**Exercises:**
1. Restate the excerpt on homomorphic SHA-256 addition starting at "Optimization of sequential" and ending at "CSA as well.", using "consecutive" in place of "successive".
2. Using the excerpt on homomorphic SHA-256 addition, answer each question briefly:
(a) Which FHE scheme is chosen to implement the hash function homomorphically?
(b) With ternary gates, how many gate bootstrappings are needed to evaluate addition modulo 2^32?
(c) Which adder is used to optimize the successive addition operations?

**Document excerpt:**
In addition to some logical functions, the arithmetic addition of modulo \(2^{32}\) is also widely used in SHA-256, which would be the most time-consuming operation. Integer arithmetic can be directly implemented in the second generation FHE schemes such as BGV and BFV, but bootstrapping efficiency of these schemes currently perform poorly, which is unfriendly to deep circuits. As mentioned in the previous section, we choose the efficient TFHE scheme to implement the hash function homomorphically. A natural question is how to efficiently evaluate the required homomorphic addition of modulo \(2^{32}\) via TFHE.

For the addition of two \(n-\)bit integers, a naive method is to use Ripple Carry Adder(RCA), which is constructed by cascading multiple full adder gates, as illustrated in Fig. 3. For an \(n-\)bit adder, there must be n full adder gates. The output of the full adder can be obtained by the following equation:

$$\begin{aligned} {\left\{ \begin{array}{ll} C_{i+1} & = (a_i \wedge b_i) \vee (C_i \wedge (a_i \oplus b_i)) \ \ \ \ \ \ (*) \\ & = (a_i \wedge b_i) \oplus (C_i \wedge (a_i \oplus b_i)) \ \ \ \ \ \ (**) \\ S_i &= a_i \oplus b_i \oplus C_i \end{array}\right. } \end{aligned}$$
Fig. 3
figure 3

Bitwise addition of two \(n-\)bit numbers a and b, where \(a_i, b_i, c_i, s_i\) are ith-bit of abcarry and the result, respectively. Due to modulo \(2^{32}\), the last carry bit \(c_{n}\) would be discarded, in other words, we don’t need to compute it

Indeed, \(C_{i+1} = 2\text {OF}3(a_i,b_i, C_i), S_i= \text {XOR}3(a_i, b_i, C_i)\). Klemsa and Önen (2022) also apply this to the addition of integer. Therefore, we only need \(32*2-1=63\) instead of \(32*5-3 = 157\) gate bootstrappings to evaluate addition of modulo \(2^{32}\) by utilizing ternary gates.

Optimization of sequential addition

Note that we have

$$\begin{aligned} w_t = \sigma _1(w_{t-2})+w_{t-7}+\sigma _0(w_{t-15}) + w_{t-16}, \text {\ if } \ 16 \le t \le 63 \end{aligned}$$

in the message schedule and \(T_1 = h + s_1(e) + Ch(e,f,g) + K_t +w_t\) in the iterative compression. These two functions involve successive addition operations, which can be optimized using the Carry Save Adder(CSA).

CSA has a very small carry propagation delay when performing the addition of multiple numbers, the idea behind it is that the sum of three inputs is reduced to the sum of two inputs and the carry C and sum S are computed separately for each bit, thus it is faster.

It is interesting to note that the carry save adder can be constructed by the full adder, so the optimizations we introduced previously for full adder can be extended to CSA as well.

**Recorded data:**
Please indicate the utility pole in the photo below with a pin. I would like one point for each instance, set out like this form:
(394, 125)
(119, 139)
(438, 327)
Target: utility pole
...
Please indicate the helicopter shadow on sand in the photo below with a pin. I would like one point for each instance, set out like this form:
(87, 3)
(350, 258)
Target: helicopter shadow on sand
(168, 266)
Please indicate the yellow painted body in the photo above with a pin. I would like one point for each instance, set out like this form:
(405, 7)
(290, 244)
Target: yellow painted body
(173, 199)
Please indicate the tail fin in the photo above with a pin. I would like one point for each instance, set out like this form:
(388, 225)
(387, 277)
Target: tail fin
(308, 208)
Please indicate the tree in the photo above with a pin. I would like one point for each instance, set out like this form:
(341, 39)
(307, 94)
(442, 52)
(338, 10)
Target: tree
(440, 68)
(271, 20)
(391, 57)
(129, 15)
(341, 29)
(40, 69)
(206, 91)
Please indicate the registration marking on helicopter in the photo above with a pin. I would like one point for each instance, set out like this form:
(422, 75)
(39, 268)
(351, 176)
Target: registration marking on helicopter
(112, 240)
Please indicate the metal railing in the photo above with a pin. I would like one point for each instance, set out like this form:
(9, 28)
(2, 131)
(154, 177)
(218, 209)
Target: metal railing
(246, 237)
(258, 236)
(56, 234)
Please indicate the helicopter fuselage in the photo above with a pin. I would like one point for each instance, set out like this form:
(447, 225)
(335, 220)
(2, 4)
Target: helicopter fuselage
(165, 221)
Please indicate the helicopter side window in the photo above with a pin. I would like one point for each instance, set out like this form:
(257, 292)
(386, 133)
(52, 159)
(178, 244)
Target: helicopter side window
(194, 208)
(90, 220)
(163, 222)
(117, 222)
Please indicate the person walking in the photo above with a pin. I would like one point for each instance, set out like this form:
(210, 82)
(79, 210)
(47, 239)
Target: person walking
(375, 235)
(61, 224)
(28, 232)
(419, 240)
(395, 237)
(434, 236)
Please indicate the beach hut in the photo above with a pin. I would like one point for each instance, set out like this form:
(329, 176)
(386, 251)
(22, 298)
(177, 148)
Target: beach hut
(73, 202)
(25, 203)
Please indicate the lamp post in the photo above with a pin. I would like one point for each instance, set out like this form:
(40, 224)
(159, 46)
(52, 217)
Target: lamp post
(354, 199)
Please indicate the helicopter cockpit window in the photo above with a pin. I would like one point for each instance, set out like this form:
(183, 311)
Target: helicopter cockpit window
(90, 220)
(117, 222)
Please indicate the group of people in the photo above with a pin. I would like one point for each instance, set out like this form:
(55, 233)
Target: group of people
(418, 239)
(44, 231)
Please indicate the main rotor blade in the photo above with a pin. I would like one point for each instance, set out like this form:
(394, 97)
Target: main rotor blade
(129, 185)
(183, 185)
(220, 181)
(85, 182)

**Results for the exercise:**
1.
Optimization of sequential addition

Note that we have

$$\begin{aligned} w_t = \sigma _1(w_{t-2})+w_{t-7}+\sigma _0(w_{t-15}) + w_{t-16}, \text {\ if } \ 16 \le t \le 63 \end{aligned}$$

in the message schedule and \(T_1 = h + s_1(e) + Ch(e,f,g) + K_t +w_t\) in the iterative compression. These two functions involve consecutive addition operations, which can be optimized using the Carry Save Adder(CSA).

CSA has a very small carry propagation delay when performing the addition of multiple numbers, the idea behind it is that the sum of three inputs is reduced to the sum of two inputs and the carry C and sum S are computed separately for each bit, thus it is faster.

It is interesting to note that the carry save adder can be constructed by the full adder, so the optimizations we introduced previously for full adder can be extended to CSA as well.

2.
(a) TFHE
(b) 63
(c) The Carry Save Adder (CSA)